● **What to produce**
Copy out the stretch of the article on financing growth below from "Knowing when to" through "a good idea?", swapping "small business owners" for "entrepreneurs".

From the Influencers

Is It Time to Finance Growth?


November 23, 2015
By Special Guest
Ty Kiisel, Contributing Author at OnDeck -


Knowing when to finance growth can be a challenge for many small business owners. Some take a very aggressive approach to growing their businesses, while others take more of a conservative, slow growth approach. Regardless of the approach you take with your business, how do you know when it’s time to grow, and how do you know if borrowing capital to finance growth is a good idea?


Although there are successful companies that don’t aggressively pursue growth, many small business owners want to see their businesses grow quickly. With that in mind, here are some tell-tail signs it might be time to grow:

  • Your market is growing. A market on the rise can be a good opportunity to expand. For example, if you’re a plumbing contractor and home construction is growing, it might be time to add another plumber or two to meet the potential increase in demand.
  • You find a complementary product that can boost profits. Sometimes opportunities for growth come in the form of related products you can add to those you already offer. A florist, for example, might find a new line of candy or chocolates they can offer; or you might hire an ice sculptor for weddings and events where flowers usually play a big part.
  • Your current customers want to buy more. Increasing capacity to accommodate your customers’ desire to buy more is a challenge most business owners want to face. This could also be the result of an influx of new customers who want to purchase your products or services, and you need to expand to meet the extra demand.
  • You need more room. Sometimes growing out of your current space is a good reason to expand. As your business grows, customers increase and you need more inventory, expanding your location or moving into a new one encourages growth.

Market factors like those mentioned above are reasons many small business owners consider expanding, but how do you know if it’s worth the risk of financing that growth? If the following describes your business, financing growth with a loan might make sense:

  • You currently have a healthy business with a positive cash flow. Borrowing money to grow is a lot easier (and certainly makes more sense) if you have a healthy business. A lender wants to know you have the means to make the periodic payments associated with a loan to facilitate growth and the cost of borrowing capital needs to be considered before you talk to a lender.
  • You have a clear vision and a detailed plan for how you will spend the extra capital to facilitate growth. Borrowing money is a serious step that shouldn’t be taken with a “seat-of-the-pants” approach. Make sure you’ve given thought to how you will use the borrowed capital to help your business grow. Do you have a projected ROI for the investment of borrowed capital? Do you know exactly how much you’ll need? The better you can answer these questions, the more likely it is that the borrowed capital will do what you want it to, and the more likely it is that a lender will be willing to offer you a loan.

● **Supplied entries**
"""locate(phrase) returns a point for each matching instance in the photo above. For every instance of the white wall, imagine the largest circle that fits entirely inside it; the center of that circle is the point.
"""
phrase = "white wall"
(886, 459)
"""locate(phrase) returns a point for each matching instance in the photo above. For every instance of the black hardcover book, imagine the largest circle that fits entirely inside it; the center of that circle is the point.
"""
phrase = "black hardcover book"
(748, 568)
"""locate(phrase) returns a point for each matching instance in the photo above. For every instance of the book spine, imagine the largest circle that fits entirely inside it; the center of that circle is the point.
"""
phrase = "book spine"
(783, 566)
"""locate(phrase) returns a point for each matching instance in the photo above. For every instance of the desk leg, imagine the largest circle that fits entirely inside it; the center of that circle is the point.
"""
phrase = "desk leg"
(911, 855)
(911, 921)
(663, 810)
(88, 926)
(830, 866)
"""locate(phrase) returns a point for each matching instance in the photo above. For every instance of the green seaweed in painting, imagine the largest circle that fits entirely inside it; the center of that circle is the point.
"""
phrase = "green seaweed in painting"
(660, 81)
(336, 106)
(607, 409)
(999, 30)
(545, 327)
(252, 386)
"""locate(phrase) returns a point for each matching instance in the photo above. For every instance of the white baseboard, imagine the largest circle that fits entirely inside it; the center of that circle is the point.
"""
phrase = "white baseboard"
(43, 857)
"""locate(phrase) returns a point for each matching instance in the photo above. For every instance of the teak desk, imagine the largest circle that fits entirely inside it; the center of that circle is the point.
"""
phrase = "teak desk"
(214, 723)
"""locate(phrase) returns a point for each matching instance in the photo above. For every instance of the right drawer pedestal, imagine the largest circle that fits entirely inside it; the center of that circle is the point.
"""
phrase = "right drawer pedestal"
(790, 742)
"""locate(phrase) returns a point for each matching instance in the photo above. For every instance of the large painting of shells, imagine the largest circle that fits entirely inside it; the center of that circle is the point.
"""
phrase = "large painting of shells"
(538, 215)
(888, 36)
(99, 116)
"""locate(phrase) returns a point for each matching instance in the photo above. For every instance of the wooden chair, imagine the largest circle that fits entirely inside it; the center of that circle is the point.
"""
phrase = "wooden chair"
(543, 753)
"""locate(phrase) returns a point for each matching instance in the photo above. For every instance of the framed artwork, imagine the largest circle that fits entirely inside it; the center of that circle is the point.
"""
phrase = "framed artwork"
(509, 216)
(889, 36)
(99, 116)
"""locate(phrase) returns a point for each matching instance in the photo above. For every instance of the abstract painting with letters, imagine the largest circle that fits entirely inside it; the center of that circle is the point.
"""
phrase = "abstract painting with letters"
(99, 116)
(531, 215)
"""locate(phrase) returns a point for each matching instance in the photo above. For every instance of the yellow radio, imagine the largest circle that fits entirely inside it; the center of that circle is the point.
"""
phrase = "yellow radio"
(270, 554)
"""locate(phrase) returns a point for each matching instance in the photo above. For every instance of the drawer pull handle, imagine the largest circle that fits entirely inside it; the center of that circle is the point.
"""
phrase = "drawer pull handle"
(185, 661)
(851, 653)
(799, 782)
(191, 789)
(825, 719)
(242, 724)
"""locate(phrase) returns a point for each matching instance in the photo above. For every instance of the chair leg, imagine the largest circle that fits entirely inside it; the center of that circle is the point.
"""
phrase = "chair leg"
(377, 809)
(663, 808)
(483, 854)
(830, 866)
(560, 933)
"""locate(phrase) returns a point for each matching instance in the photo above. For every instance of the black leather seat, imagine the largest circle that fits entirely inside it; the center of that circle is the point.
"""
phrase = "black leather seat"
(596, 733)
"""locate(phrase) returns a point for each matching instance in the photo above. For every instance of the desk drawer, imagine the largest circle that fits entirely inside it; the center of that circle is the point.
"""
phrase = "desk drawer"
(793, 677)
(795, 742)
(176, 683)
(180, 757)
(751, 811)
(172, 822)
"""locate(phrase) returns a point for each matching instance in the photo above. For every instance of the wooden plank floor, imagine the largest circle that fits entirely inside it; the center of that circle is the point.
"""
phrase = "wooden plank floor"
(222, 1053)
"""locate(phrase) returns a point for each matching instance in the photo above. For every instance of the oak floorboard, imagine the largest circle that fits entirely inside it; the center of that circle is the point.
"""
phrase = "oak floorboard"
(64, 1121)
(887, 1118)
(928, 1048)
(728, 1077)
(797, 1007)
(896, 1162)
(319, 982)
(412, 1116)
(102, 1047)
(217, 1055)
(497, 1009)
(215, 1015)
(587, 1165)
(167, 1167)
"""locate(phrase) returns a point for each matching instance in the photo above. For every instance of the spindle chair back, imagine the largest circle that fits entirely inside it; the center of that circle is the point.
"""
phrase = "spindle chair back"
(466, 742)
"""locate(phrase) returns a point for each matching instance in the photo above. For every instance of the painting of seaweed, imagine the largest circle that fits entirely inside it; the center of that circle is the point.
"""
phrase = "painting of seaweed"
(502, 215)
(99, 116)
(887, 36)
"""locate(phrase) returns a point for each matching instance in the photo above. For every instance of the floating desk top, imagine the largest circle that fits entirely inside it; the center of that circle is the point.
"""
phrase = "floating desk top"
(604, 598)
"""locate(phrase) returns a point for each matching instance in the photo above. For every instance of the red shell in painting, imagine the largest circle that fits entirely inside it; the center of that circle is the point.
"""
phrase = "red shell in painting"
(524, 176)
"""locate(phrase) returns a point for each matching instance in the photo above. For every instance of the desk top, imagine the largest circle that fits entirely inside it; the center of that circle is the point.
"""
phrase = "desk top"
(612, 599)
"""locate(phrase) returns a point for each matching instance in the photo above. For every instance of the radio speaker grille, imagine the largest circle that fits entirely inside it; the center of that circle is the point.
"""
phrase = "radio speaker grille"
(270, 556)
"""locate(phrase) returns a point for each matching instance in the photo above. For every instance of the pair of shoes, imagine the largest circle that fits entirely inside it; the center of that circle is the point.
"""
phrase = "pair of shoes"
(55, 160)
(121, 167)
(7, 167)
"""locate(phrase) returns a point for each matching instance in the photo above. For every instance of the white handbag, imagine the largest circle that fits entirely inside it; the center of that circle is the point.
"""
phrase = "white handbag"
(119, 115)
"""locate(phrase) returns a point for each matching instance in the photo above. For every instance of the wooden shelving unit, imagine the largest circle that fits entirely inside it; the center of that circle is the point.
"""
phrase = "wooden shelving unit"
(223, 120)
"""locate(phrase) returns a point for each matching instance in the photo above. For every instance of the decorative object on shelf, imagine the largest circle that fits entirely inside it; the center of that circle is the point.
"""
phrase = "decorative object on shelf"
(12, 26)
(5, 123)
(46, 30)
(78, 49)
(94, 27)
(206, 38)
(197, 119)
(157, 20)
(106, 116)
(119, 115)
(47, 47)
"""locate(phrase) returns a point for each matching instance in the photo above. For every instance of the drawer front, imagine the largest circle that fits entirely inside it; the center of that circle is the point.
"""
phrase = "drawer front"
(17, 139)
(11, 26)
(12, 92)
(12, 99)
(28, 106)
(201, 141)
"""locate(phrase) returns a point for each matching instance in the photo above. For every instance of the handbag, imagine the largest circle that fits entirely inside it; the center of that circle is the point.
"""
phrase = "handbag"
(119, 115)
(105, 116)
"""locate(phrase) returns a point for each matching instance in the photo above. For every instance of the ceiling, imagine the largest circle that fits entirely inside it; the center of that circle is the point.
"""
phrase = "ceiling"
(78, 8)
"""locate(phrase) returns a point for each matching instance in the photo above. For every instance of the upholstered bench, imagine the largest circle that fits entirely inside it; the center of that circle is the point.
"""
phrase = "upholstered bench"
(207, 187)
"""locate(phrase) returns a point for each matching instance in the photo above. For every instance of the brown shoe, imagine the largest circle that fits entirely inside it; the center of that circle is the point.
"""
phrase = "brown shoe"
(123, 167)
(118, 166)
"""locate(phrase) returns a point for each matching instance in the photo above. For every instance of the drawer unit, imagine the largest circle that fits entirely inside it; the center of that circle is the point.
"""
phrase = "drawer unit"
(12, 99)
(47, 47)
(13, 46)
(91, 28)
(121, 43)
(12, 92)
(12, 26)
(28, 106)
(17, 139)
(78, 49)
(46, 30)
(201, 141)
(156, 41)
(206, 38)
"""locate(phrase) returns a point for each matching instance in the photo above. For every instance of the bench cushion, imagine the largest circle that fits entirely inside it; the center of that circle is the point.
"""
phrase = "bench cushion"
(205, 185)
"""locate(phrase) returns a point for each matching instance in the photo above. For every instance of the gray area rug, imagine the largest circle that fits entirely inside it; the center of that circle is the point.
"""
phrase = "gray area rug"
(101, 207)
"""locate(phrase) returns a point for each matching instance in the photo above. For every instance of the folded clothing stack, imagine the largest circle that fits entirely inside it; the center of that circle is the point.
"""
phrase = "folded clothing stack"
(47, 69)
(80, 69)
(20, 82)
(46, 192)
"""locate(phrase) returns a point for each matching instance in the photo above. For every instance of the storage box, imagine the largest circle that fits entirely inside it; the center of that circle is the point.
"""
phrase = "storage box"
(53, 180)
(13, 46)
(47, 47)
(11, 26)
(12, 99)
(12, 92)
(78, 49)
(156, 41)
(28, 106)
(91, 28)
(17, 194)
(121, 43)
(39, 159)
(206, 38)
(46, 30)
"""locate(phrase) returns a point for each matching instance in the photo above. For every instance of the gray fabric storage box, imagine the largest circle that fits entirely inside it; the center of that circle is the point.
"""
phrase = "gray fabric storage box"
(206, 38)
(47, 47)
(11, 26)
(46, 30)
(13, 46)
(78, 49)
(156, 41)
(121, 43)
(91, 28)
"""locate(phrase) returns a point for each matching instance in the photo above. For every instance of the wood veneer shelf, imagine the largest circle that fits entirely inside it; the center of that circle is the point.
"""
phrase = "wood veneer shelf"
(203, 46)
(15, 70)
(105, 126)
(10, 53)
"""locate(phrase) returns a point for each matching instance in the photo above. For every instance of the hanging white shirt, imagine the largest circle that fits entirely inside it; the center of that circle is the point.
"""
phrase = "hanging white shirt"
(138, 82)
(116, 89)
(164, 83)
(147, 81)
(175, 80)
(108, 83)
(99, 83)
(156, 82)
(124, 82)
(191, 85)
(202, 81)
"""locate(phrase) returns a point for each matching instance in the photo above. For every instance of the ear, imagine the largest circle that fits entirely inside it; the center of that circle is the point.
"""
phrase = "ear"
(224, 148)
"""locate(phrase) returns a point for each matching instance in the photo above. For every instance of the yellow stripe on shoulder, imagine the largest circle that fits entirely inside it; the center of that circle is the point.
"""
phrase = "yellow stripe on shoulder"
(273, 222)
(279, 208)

● **Correct response**
Knowing when to finance growth can be a challenge for many entrepreneurs. Some take a very aggressive approach to growing their businesses, while others take more of a conservative, slow growth approach. Regardless of the approach you take with your business, how do you know when it’s time to grow, and how do you know if borrowing capital to finance growth is a good idea?